Region segmentation data
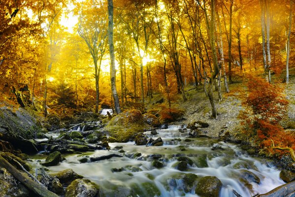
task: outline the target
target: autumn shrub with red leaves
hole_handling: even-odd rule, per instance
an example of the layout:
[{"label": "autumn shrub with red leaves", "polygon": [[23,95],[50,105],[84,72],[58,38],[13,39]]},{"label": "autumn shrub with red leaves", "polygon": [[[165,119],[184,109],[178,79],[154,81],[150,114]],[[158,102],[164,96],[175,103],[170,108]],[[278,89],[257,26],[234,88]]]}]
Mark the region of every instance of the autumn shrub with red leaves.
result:
[{"label": "autumn shrub with red leaves", "polygon": [[276,146],[294,146],[294,136],[285,132],[279,124],[287,113],[288,104],[283,88],[256,77],[251,77],[247,87],[248,94],[242,102],[245,110],[239,118],[246,126],[248,135],[261,148],[269,147],[270,140]]}]

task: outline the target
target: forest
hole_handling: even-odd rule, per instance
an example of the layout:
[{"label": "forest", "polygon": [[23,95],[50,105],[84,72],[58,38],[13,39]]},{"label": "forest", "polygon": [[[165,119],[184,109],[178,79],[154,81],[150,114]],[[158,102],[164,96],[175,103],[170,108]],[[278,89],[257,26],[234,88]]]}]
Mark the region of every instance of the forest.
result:
[{"label": "forest", "polygon": [[291,196],[294,3],[1,0],[0,196]]}]

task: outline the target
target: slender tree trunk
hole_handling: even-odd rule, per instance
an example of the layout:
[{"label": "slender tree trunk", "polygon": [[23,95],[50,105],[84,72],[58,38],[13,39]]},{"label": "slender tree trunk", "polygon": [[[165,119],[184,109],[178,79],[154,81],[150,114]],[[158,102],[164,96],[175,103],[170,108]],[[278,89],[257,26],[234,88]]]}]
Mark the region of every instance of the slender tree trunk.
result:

* What is required
How many lines of the listing contain the word "Mark"? Give only the number.

* Expected answer
3